→ Consignes:
1. Transcrivez le passage de l'entrevue avec Mattia Berrini qui commence par « Tout d’abord, je » et se poursuit jusqu'à « faire face ? ».
2. Traduisez en anglais cette phrase de l'entrevue avec Mattia Berrini : « J'imagine que le plus grand défi va être de trouver une façon de faire fonctionner l'ensemble au point de vue du timbre. »

→ Texte fourni:
═══
Entrevue avec Mattia Berrini - Verbatim
Entrevue avec Mattia Berrini - Verbatim
EROC – Questions pour les interprètes (phase d’introduction)
Instrumentation : violon, clarinette basse, trombone, vibraphone et petites percussions
L’approche de l’orchestration propre au projet ACTOR peut être résumée comme suit :
« L’orchestration, dans son sens le plus large, peut être définie comme la sélection, la combinaison ainsi que la juxtaposition judicieuse de sons instrumentaux et d’effets sonores en vue de l’atteinte d’un objectif musical. » Dans le contexte de la musique contemporaine, nous nous intéressons à ce que le compositeur John Rea désigne par le terme « orchestration prima facie », c’est-à-dire lorsque l’orchestration et le timbre font partie dès le début des processus conceptuels et compositionnels d’une oeuvre. En gardant à l’esprit que l’objectif général est de faire en sorte que les compositeurs.trices et interprètes soient conscient.e.s des problématiques en lien avec la perception dans la pratique de l’orchestration, le but des questions suivantes est de fournir quelques pistes vous amenant à réfléchir à certains aspects musicaux. Vous êtes libres de choisir de les utiliser ou non dans votre travail créatif. Ces questions vous sont posées dans une optique pédagogique et intellectuelle, mais pas dans le but de vous fournir des « lignes directrices » pour la composition ou l’interprétation dans le cadre de ce séminaire. Si vous le jugez pertinent, n’hésitez pas à donner des exemples spécifiques ou à en faire la démonstration sur votre instrument.
1. Quelles sont les opportunités particulières que vous offre cet ensemble, étant donné votre rôle d’interprète ?
Tout d’abord, je dirais que j’ai déjà eu beaucoup d’opportunités de jouer de la musique de chambre dans ma vie, mais bien sûr jamais avec un ensemble pareil. J’imagine que le plus grand défi va être de trouver une façon de faire fonctionner l’ensemble au point de vue du timbre. Étant violoniste, je habitué à penser l’ensemble de musique de chambre comme quelque chose où il faut vraiment créer un blending des sons. Parfois je me demande si, dans cette occasion-là, il serait mieux d’oublier ce concept et aller peut-être dans la direction opposée. C’est-à-dire de ne pas chercher un blend des sons, mais de souligner les individualités de chaque instrument
2. Quels sont les défis spécifiques (techniques, musicaux) que cet ensemble vous présente en tant qu’interprète ? Avez-vous des stratégies en tête pour y faire face ?
═══
→ Jeu de données:
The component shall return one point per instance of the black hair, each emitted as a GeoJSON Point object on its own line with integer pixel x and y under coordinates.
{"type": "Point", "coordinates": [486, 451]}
═══
→ Réponses:
1.
Tout d’abord, je dirais que j’ai déjà eu beaucoup d’opportunités de jouer de la musique de chambre dans ma vie, mais bien sûr jamais avec un ensemble pareil. J’imagine que le plus grand défi va être de trouver une façon de faire fonctionner l’ensemble au point de vue du timbre. Étant violoniste, je habitué à penser l’ensemble de musique de chambre comme quelque chose où il faut vraiment créer un blending des sons. Parfois je me demande si, dans cette occasion-là, il serait mieux d’oublier ce concept et aller peut-être dans la direction opposée. C’est-à-dire de ne pas chercher un blend des sons, mais de souligner les individualités de chaque instrument
2. Quels sont les défis spécifiques (techniques, musicaux) que cet ensemble vous présente en tant qu’interprète ? Avez-vous des stratégies en tête pour y faire face ?

2. I imagine that the biggest challenge will be finding a way to make the ensemble work from the standpoint of timbre.